Below is some material. Set down exactly the line where "One point marks each instance of the marching" appears and all lines after it, and stop at the last line.

[[ Material supplied open ]]

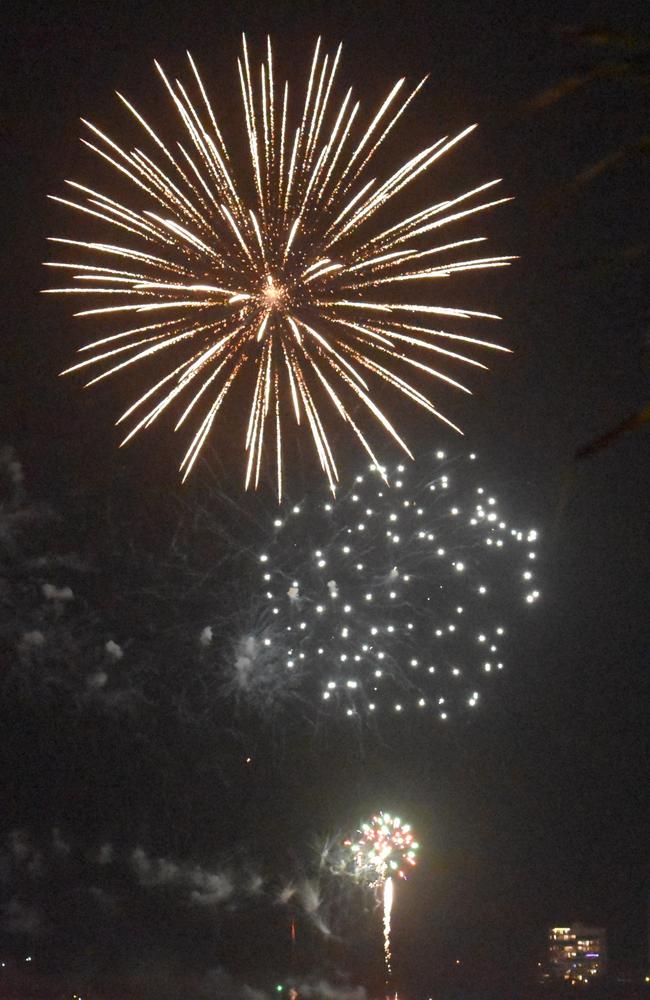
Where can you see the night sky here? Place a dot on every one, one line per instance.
(532, 812)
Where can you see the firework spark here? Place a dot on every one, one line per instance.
(393, 600)
(383, 849)
(286, 272)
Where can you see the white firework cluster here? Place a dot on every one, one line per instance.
(399, 595)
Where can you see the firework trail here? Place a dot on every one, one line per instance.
(387, 912)
(383, 848)
(284, 278)
(389, 600)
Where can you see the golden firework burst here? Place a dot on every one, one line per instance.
(293, 281)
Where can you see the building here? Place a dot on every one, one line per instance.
(576, 954)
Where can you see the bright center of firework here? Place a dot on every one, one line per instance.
(273, 293)
(309, 272)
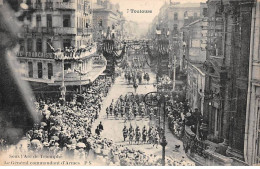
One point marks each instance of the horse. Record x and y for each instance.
(137, 137)
(131, 137)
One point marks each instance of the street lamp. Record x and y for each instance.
(157, 99)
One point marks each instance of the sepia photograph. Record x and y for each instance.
(129, 83)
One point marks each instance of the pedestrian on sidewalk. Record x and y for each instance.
(97, 131)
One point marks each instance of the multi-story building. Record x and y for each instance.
(252, 126)
(58, 25)
(194, 38)
(230, 101)
(108, 21)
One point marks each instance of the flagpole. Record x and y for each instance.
(80, 81)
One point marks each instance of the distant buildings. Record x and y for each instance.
(63, 26)
(107, 16)
(216, 44)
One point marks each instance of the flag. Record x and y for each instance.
(52, 48)
(158, 32)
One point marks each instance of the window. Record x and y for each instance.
(38, 20)
(185, 14)
(39, 45)
(21, 43)
(49, 45)
(66, 21)
(49, 21)
(30, 69)
(175, 16)
(205, 12)
(67, 66)
(29, 45)
(175, 28)
(66, 43)
(50, 70)
(39, 69)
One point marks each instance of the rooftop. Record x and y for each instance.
(186, 5)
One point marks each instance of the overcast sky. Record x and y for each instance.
(153, 5)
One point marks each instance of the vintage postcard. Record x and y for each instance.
(129, 83)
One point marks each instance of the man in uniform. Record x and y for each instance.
(125, 132)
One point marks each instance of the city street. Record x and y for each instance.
(113, 128)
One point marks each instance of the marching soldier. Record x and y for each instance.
(125, 132)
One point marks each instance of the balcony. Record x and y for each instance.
(48, 30)
(38, 6)
(49, 6)
(65, 30)
(66, 5)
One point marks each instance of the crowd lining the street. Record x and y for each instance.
(65, 130)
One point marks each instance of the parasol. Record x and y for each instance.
(43, 124)
(81, 145)
(55, 138)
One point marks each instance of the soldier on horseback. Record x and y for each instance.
(125, 132)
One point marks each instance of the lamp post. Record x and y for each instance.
(80, 73)
(158, 99)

[[ Material supplied closed ]]

Answer to this exercise:
One point marks each instance of the marching soldier. Record x and y for each instance.
(125, 132)
One point marks each instance of the balcony. Record x and y for each instance.
(48, 30)
(38, 6)
(49, 6)
(65, 30)
(66, 5)
One point marks each instance of the crowd lining the street. Record x and y for each instance.
(65, 130)
One point marks each instance of the parasol. Record x and y for each instance.
(43, 124)
(81, 145)
(55, 138)
One point marks each instance of the soldier on horseback. Record x and y for each instance.
(125, 132)
One point marks each instance of the lamp post. Record x and y for each instance.
(80, 73)
(158, 99)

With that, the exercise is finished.